> _Stated goal 1_
Filter the rows below down to every line containing the string "surface", treating uppercase and lowercase as distinct.

◆ ◆ ◆

Princess Margaretha of Sweden (Margaretha Sofia Lovisa Ingeborg; 25 June 1899 – 4 January 1977) was a member of the Swedish Royal Family by birth and the Danish Royal Family by marriage. She was the elder sister of Crown Princess Märtha of Norway and Queen Astrid of the Belgians.

Early life
Princess Margaretha was born on 25 June 1899 at her parents' summer residence, the Villa Parkudden, at Djurgården in Stockholm. The eldest child and daughter of Prince Carl, Duke of Västergötland, and Princess Ingeborg of Denmark, she was born Princess Margaretha of Sweden and Norway (later just "of Sweden", due to the dissolution of the union between Norway and Sweden in 1905).

In 1916 Margaretha's confirmation attracted enthusiastic press coverage; the event was said to mark the beginning of a new age for the Swedish royal house, which had lacked princesses for so long.

Marriage and family

On 22 May 1919, at the Storkyrkan, Stockholm, she was married to Prince Axel of Denmark, her maternal first cousin once removed. The marriage was a love match; her mother remarked that the couple were so much in love that they could not be left alone in a furnished room. Her wedding was celebrated with great festivities in Stockholm.

They had two sons:
 Prince George Valdemar Carl Axel of Denmark (16 April 1920 – 20 September 1986); married Anne Bowes-Lyon, niece of Queen Elizabeth of the United Kingdom (née Lady Elizabeth Bowes-Lyon), on 16 September 1950. 
 Prince Flemming Valdemar Carl Axel (9 March 1922 – 19 June 2002); married Alice Ruth Nielson, daughter of Kai Nielson and Edith Fischer, on 24 May 1949. They have four children, ten grandchildren and four great-grandchildren.

She was a maternal aunt of King Harald V of Norway and Kings Baudouin and Albert II of Belgium; and grandaunt of King Philippe of Belgium and Grand Duke Henri of Luxembourg.

Activities 
Margaretha adjusted herself well in Denmark, which she had often visited on family occasions during her upbringing. She lived a private life devoted to her family on the estate Bernstorffshøj in Gentofte and generally avoided publicity, and kept in close contact with her relations abroad. She was interested in social issues in Sweden, and became the patron of several charity organisations in Denmark, and was the chairperson of Gentofte Børnevenner.

◆ ◆ ◆

> _Stated goal 2_
According to the Princess Margaretha passage above, on which estate in Gentofte did she live?

◆ ◆ ◆

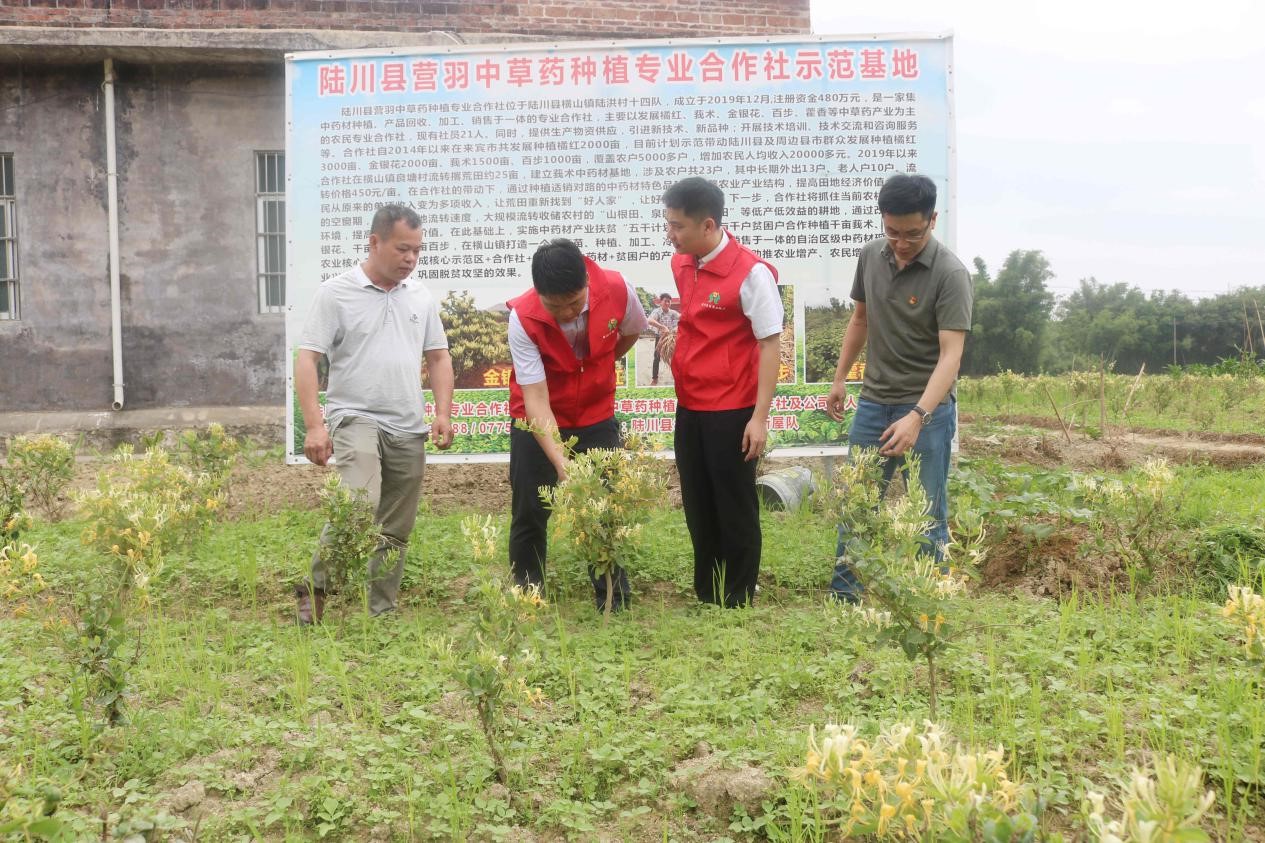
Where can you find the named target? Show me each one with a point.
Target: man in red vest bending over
(725, 367)
(566, 334)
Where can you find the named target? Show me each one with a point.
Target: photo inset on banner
(477, 329)
(822, 337)
(653, 349)
(786, 367)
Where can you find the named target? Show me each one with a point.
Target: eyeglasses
(907, 238)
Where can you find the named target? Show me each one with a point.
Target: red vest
(717, 360)
(581, 391)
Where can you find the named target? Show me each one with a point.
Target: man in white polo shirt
(375, 325)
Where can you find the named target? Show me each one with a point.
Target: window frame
(270, 229)
(10, 304)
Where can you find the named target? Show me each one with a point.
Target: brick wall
(562, 18)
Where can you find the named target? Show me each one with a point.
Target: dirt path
(261, 487)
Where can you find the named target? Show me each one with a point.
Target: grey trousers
(388, 467)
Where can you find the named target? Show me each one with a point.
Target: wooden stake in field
(1129, 399)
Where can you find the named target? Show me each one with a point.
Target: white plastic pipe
(111, 186)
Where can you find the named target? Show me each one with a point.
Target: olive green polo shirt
(906, 312)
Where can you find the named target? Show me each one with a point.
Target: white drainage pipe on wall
(111, 181)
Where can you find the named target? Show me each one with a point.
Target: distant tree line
(1020, 325)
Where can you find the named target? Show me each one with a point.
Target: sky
(1123, 139)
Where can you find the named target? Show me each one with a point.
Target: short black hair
(907, 194)
(386, 217)
(558, 268)
(696, 198)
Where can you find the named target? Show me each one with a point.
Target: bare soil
(1116, 451)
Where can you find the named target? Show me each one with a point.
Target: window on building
(270, 227)
(8, 239)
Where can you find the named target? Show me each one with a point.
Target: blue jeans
(934, 446)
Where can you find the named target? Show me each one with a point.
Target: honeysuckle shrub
(598, 510)
(910, 782)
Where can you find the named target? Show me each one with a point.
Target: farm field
(1089, 644)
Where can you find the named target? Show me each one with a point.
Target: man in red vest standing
(566, 334)
(725, 367)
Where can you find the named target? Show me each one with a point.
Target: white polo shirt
(375, 341)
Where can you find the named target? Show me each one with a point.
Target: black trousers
(529, 518)
(722, 512)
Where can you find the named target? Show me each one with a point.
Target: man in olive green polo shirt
(913, 300)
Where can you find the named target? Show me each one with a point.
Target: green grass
(352, 728)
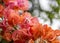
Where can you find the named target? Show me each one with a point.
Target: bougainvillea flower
(48, 33)
(25, 20)
(21, 35)
(12, 16)
(31, 41)
(57, 32)
(15, 4)
(7, 36)
(55, 41)
(1, 10)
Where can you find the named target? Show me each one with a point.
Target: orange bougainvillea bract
(23, 27)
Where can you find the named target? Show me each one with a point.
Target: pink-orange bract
(23, 27)
(17, 4)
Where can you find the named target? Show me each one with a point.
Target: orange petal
(30, 41)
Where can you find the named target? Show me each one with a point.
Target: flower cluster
(22, 27)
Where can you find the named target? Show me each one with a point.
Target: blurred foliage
(50, 14)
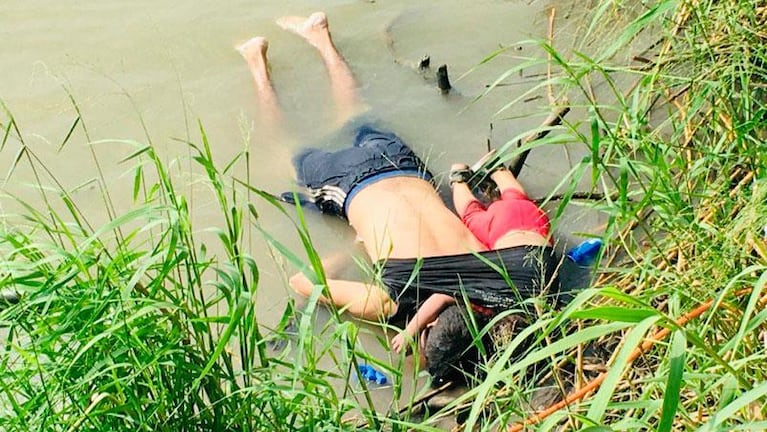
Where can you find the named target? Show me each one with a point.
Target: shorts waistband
(382, 176)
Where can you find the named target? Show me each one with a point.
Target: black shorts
(497, 280)
(334, 177)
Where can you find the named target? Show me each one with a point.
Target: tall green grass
(674, 139)
(140, 325)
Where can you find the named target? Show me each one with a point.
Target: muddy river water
(170, 64)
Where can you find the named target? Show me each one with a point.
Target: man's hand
(400, 341)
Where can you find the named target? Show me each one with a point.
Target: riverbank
(118, 327)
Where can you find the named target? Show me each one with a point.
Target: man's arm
(462, 195)
(427, 313)
(505, 180)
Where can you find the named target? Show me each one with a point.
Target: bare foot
(254, 49)
(314, 28)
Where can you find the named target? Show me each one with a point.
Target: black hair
(451, 352)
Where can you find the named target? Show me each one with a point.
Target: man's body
(399, 216)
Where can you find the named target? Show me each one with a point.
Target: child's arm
(427, 313)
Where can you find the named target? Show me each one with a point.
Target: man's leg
(254, 52)
(315, 30)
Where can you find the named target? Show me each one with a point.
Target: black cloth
(498, 280)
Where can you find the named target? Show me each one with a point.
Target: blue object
(585, 253)
(371, 374)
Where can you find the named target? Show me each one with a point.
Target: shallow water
(170, 64)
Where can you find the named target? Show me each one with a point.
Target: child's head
(449, 347)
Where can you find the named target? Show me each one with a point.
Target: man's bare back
(404, 217)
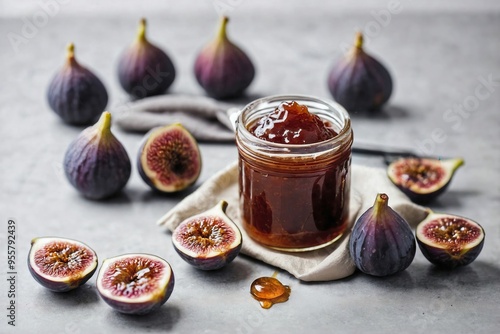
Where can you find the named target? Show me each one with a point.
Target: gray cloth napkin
(329, 263)
(205, 118)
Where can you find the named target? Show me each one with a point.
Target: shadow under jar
(293, 197)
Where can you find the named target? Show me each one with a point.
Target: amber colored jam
(294, 202)
(269, 291)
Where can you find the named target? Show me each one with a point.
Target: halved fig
(135, 283)
(423, 179)
(169, 160)
(61, 264)
(449, 241)
(208, 240)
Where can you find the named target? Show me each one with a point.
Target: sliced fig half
(449, 241)
(209, 240)
(169, 159)
(61, 264)
(135, 283)
(423, 179)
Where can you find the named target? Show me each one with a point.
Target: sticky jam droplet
(269, 291)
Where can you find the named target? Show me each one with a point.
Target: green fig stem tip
(358, 42)
(70, 51)
(141, 32)
(381, 202)
(104, 123)
(221, 34)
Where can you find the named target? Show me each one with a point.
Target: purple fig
(449, 241)
(169, 159)
(382, 243)
(75, 93)
(96, 163)
(423, 179)
(135, 283)
(61, 264)
(359, 82)
(209, 240)
(222, 68)
(144, 69)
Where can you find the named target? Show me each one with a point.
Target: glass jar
(294, 197)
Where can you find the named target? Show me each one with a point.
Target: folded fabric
(329, 263)
(204, 117)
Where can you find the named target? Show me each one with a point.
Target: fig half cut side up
(449, 241)
(423, 179)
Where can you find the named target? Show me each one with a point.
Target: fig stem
(221, 33)
(70, 54)
(104, 123)
(381, 202)
(358, 42)
(141, 32)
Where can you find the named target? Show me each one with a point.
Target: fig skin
(144, 69)
(76, 94)
(66, 282)
(445, 253)
(423, 179)
(359, 82)
(222, 69)
(158, 292)
(96, 163)
(175, 171)
(212, 253)
(381, 242)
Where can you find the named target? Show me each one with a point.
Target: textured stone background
(439, 53)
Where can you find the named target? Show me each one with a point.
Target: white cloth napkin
(329, 263)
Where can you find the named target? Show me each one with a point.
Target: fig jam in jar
(294, 171)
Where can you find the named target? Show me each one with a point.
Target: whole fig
(382, 243)
(360, 82)
(96, 163)
(75, 93)
(144, 69)
(222, 68)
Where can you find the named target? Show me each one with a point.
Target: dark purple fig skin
(96, 163)
(222, 68)
(144, 307)
(60, 286)
(382, 243)
(144, 69)
(445, 258)
(76, 94)
(360, 82)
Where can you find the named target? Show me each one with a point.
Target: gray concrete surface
(440, 57)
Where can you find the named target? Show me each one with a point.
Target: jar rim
(344, 133)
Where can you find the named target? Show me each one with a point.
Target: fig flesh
(222, 68)
(61, 264)
(144, 69)
(449, 241)
(135, 283)
(359, 82)
(169, 159)
(382, 243)
(423, 179)
(75, 93)
(209, 240)
(96, 163)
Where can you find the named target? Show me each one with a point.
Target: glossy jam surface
(295, 202)
(292, 123)
(269, 291)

◆ ◆ ◆

> _Full answer 1_
Target: gray concrete surface
Target: glossy jam surface

> _Full answer 2_
Bernstorffshøj